*WHAT IS NEEDED:* All of the data that follows should be retyped exactly as it appears.

*AVAILABLE DATA:*
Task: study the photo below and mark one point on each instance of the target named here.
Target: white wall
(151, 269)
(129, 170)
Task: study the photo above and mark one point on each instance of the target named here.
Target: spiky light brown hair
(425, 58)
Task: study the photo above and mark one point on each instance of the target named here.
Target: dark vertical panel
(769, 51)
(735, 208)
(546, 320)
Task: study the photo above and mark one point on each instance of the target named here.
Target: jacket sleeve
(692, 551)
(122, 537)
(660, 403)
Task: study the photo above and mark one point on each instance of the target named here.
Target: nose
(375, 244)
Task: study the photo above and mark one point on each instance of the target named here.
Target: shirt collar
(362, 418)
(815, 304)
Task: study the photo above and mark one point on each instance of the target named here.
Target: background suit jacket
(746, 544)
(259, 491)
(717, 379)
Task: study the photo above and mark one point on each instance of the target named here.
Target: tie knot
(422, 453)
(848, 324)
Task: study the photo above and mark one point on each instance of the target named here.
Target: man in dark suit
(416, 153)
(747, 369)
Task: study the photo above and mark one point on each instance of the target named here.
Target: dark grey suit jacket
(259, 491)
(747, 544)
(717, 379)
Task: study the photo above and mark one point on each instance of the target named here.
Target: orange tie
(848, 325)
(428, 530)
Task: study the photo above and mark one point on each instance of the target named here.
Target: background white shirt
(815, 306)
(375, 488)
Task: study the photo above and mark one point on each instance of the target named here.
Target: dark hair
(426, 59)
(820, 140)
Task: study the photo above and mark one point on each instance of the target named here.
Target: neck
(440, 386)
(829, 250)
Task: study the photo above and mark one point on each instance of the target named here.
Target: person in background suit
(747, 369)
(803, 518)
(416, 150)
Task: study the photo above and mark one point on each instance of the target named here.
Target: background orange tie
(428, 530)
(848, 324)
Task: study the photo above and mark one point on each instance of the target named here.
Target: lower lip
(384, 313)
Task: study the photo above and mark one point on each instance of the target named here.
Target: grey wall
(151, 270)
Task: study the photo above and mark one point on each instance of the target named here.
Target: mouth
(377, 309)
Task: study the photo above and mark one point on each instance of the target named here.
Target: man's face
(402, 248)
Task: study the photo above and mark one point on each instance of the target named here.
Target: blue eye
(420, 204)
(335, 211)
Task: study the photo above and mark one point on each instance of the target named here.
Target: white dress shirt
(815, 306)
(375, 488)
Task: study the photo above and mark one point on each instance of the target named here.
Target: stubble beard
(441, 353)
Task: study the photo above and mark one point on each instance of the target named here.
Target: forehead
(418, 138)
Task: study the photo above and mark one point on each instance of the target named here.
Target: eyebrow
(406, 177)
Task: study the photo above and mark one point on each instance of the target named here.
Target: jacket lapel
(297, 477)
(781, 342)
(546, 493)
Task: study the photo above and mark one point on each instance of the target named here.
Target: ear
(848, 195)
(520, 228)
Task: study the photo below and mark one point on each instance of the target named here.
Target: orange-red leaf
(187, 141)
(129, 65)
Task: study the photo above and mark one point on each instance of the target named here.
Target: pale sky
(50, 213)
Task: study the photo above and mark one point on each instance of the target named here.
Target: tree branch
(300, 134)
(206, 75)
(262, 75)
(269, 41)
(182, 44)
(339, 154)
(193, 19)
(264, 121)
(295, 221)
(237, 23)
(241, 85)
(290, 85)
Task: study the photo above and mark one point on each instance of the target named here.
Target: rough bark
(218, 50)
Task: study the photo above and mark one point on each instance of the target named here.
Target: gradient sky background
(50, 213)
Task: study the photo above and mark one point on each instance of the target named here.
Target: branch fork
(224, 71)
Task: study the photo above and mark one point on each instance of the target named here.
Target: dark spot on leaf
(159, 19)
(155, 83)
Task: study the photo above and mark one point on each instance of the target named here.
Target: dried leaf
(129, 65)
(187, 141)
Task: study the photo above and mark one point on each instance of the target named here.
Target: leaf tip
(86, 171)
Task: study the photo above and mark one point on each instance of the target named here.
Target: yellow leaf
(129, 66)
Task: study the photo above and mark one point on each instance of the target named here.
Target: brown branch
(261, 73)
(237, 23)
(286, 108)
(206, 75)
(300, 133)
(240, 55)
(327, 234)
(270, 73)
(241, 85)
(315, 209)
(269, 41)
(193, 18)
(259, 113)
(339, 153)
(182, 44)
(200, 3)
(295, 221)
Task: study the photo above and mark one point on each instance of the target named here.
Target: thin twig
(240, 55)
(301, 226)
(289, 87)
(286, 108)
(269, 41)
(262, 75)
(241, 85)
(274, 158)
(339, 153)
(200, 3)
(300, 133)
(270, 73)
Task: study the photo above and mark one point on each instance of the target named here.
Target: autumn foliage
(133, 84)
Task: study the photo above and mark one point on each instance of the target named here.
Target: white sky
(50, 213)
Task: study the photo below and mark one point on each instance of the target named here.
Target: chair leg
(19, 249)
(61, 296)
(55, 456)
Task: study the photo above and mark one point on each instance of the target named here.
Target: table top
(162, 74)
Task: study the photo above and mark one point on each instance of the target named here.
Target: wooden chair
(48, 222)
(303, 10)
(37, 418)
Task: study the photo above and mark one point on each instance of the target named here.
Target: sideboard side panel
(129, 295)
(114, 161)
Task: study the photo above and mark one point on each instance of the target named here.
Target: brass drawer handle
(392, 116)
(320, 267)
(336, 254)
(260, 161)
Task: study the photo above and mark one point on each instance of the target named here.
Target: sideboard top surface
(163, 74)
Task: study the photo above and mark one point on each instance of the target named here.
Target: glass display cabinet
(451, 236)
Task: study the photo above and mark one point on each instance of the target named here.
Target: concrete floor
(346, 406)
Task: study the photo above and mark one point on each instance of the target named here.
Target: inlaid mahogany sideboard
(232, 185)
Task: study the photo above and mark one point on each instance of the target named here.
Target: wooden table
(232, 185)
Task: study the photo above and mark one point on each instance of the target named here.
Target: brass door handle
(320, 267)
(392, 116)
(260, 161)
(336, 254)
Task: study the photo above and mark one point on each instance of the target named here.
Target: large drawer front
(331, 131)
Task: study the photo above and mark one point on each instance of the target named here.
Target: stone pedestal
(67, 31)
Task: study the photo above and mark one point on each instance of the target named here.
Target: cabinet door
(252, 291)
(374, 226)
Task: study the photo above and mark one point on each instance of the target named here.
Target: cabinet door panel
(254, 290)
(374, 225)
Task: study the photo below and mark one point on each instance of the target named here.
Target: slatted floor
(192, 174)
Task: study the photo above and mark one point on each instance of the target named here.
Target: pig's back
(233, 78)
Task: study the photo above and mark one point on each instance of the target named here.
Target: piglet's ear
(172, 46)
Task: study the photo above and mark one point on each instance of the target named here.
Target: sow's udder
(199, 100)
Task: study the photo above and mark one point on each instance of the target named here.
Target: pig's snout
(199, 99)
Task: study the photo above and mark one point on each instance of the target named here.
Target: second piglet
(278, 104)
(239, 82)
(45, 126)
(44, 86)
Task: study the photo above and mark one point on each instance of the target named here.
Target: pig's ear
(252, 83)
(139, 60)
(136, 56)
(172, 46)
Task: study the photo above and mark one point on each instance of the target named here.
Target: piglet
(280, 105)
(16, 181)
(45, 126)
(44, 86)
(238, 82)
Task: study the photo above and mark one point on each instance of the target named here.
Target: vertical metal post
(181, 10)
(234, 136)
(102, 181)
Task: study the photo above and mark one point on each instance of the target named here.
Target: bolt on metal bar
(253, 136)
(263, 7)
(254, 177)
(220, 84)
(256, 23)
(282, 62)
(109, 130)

*RESULT OF THE TASK:*
Task: study the photo below and mark one point on each instance of the target named here.
Target: white wall
(151, 269)
(129, 170)
Task: study the photo above and mark one point on each instance of the target named here.
Target: spiky light brown hair
(425, 58)
Task: study the photo above and mark one point on each instance of the target named here.
Target: dark vertical panel
(769, 51)
(735, 208)
(546, 320)
Task: study the photo above and mark one point on each instance of the target named here.
Target: jacket sleeve
(692, 551)
(122, 537)
(660, 403)
Task: study the photo above and mark one point on each instance of the target named here.
Target: nose
(375, 244)
Task: study the photo above and mark one point on each instance of the target named here.
Target: shirt collar
(362, 418)
(815, 304)
Task: study the photo above and mark one point on each instance of the target named here.
Target: background suit jacket
(746, 544)
(259, 491)
(717, 379)
Task: study the photo above and mark one point on each instance of the target named here.
Target: tie knot
(422, 453)
(848, 324)
Task: study the photo above and mark one point on each instance of the target named here.
Target: man in dark suit
(416, 153)
(747, 369)
Task: study the photo above and mark one point on each instance of the target named here.
Target: dark grey suit jacket
(259, 491)
(747, 544)
(717, 379)
Task: study the photo above and mark one point on each instance of the target named here.
Target: orange tie
(848, 325)
(428, 530)
Task: study the photo above and mark one point on each instance of the target named here.
Target: background white shirt
(815, 306)
(375, 488)
Task: study the photo above and mark one point on each instance of the target named here.
Target: dark hair
(426, 59)
(820, 140)
Task: study the photo above and mark one point on each instance of the target named here.
Target: neck
(440, 386)
(829, 250)
Task: study the photo above and mark one point on each instance of the target named here.
Target: person in background suit
(747, 369)
(803, 518)
(416, 150)
Task: study the photo above and mark one point on each instance of the target named here.
Target: background orange tie
(428, 530)
(848, 324)
Task: study the photo above and mark one point on each instance of the target named here.
Target: lower lip
(384, 313)
Task: study the photo above and mark one point on each instance of the target named here.
Target: grey wall
(151, 270)
Task: study the photo above and mark one point on each instance of the target named here.
Target: mouth
(377, 309)
Task: study the photo above and mark one point on each instance of the target named here.
Target: man's face
(402, 248)
Task: study the photo above and mark one point on each instance of the target named here.
Target: blue eye
(420, 204)
(335, 211)
Task: study the photo above and mark one point on each instance of the target named here.
Target: white dress shirt
(815, 306)
(375, 488)
Task: study the photo above and mark one point on each instance of the target named here.
Target: stubble beard
(441, 353)
Task: study the photo above and mark one point on each instance of the target named here.
Target: forehead
(418, 138)
Task: study the photo above and mark one point on each instance of the target named here.
Target: eyebrow
(406, 177)
Task: study the photo above and mark one point on each instance of the target named here.
Target: jacket lapel
(297, 477)
(781, 342)
(546, 493)
Task: study the photo above and mark one point on each instance of the target named here.
Target: ear
(848, 195)
(520, 228)
Task: study the photo below and mark one point on each instance of the target named here.
Target: orange-red leaf
(187, 141)
(129, 65)
Task: study the photo above and mark one point on each instance of the target named here.
Target: pale sky
(50, 213)
Task: study the photo above and mark one point on each instance of the target named here.
Target: tree branch
(300, 134)
(206, 75)
(262, 75)
(269, 41)
(182, 44)
(339, 154)
(193, 19)
(264, 121)
(295, 221)
(237, 23)
(241, 85)
(290, 85)
Task: study the photo above and mark one point on each instance of the target named here.
Target: rough bark
(218, 50)
Task: study the photo above and mark one point on each instance of the target named here.
Target: gradient sky background
(50, 213)
Task: study the photo above and mark one point on each instance of the target named here.
Target: branch fork
(224, 71)
Task: study the photo above and mark one point on each instance of the target named here.
Target: dark spot on leaf
(159, 19)
(155, 83)
Task: study the photo above and mark one point on each instance of the target named here.
Target: dried leaf
(129, 65)
(187, 141)
Task: study the photo above and mark one point on each instance of the target named here.
Target: leaf tip
(86, 171)
Task: study the photo above and mark one point on each instance of the target named here.
Target: yellow leaf
(129, 66)
Task: study the photo above and mark one point on each instance of the target named here.
Target: brown branch
(261, 73)
(237, 23)
(286, 108)
(206, 75)
(300, 133)
(240, 55)
(327, 234)
(270, 73)
(241, 85)
(315, 209)
(269, 41)
(193, 18)
(259, 113)
(339, 153)
(182, 44)
(200, 3)
(295, 221)
Task: study the photo above and mark one point on each instance of the target named here.
Target: thin twig
(240, 55)
(301, 226)
(289, 87)
(286, 108)
(269, 41)
(262, 75)
(241, 85)
(274, 158)
(339, 153)
(200, 3)
(300, 133)
(270, 73)
Task: study the photo above and mark one point on each instance of the target named here.
Target: autumn foliage
(133, 84)
Task: study the photo above and mark one point on each instance of the target named here.
Target: white sky
(50, 213)
Task: study the photo below and mark one point on each instance of the target named here.
Target: chair leg
(19, 249)
(61, 296)
(55, 456)
Task: study the photo above and mark one point on each instance of the target named here.
Target: table top
(162, 74)
Task: study the photo above and mark one point on each instance of the target named here.
Target: wooden chair
(48, 222)
(303, 10)
(37, 418)
Task: study the photo above and mark one point on each instance of the target named here.
Target: sideboard side panel
(129, 295)
(114, 161)
Task: study the photo above and mark one point on each instance of the target named here.
Target: brass drawer handle
(392, 116)
(320, 267)
(336, 254)
(260, 161)
Task: study the photo above and mark one point on each instance of the target named here.
Target: sideboard top surface
(163, 74)
Task: study the photo above and mark one point on each instance of the target named here.
Target: glass display cabinet
(451, 236)
Task: study the photo above and mark one point on each instance of the target named here.
Target: concrete floor
(346, 406)
Task: study the photo above and mark one point on each instance of the target named here.
Target: inlaid mahogany sideboard
(232, 185)
Task: study the photo above and mark one point on each instance of the target named here.
Target: wooden table
(232, 185)
Task: study the photo above and mark one point on each instance of the target named here.
Target: brass door handle
(320, 267)
(392, 116)
(260, 161)
(336, 254)
Task: study the photo above and mark one point on each instance of the target named here.
Target: large drawer front
(331, 131)
Task: study the photo above and mark one point on each instance of the target named here.
Target: stone pedestal
(67, 31)
Task: study the photo above and mark one point on each instance of the target named here.
Target: cabinet door
(252, 291)
(374, 226)
Task: study the photo above and mark one point on each instance of the target named here.
Target: cabinet door panel
(254, 290)
(374, 225)
Task: study the photo below and mark one point on each instance of the target named here.
Target: slatted floor
(192, 174)
Task: study the photo above and mark one point on each instance of the target named here.
Target: pig's back
(233, 78)
Task: study the photo above and mark one point on each instance of the target named here.
Target: piglet's ear
(172, 46)
Task: study the photo above and mark one point on each instance of the target named here.
Target: sow's udder
(199, 100)
Task: study the photo above and mark one point on each instance of the target named here.
Target: pig's snout
(199, 99)
Task: study the photo above and mark one point on each instance of the target named here.
Target: second piglet
(278, 104)
(239, 82)
(45, 126)
(44, 86)
Task: study the photo above and mark one point on each instance of the target named here.
Target: pig's ear
(252, 83)
(139, 60)
(136, 56)
(172, 46)
Task: study the photo above and mark one point on each instance of the target named here.
Target: piglet
(280, 105)
(16, 181)
(45, 126)
(44, 86)
(238, 82)
Task: study the photo above and mark one point on each instance of the target named here.
Target: vertical metal post
(181, 10)
(234, 136)
(102, 181)
Task: study the photo above and mark one point on each instance of the target named here.
Target: bolt on metal bar
(253, 136)
(263, 7)
(254, 177)
(220, 84)
(256, 23)
(282, 62)
(109, 130)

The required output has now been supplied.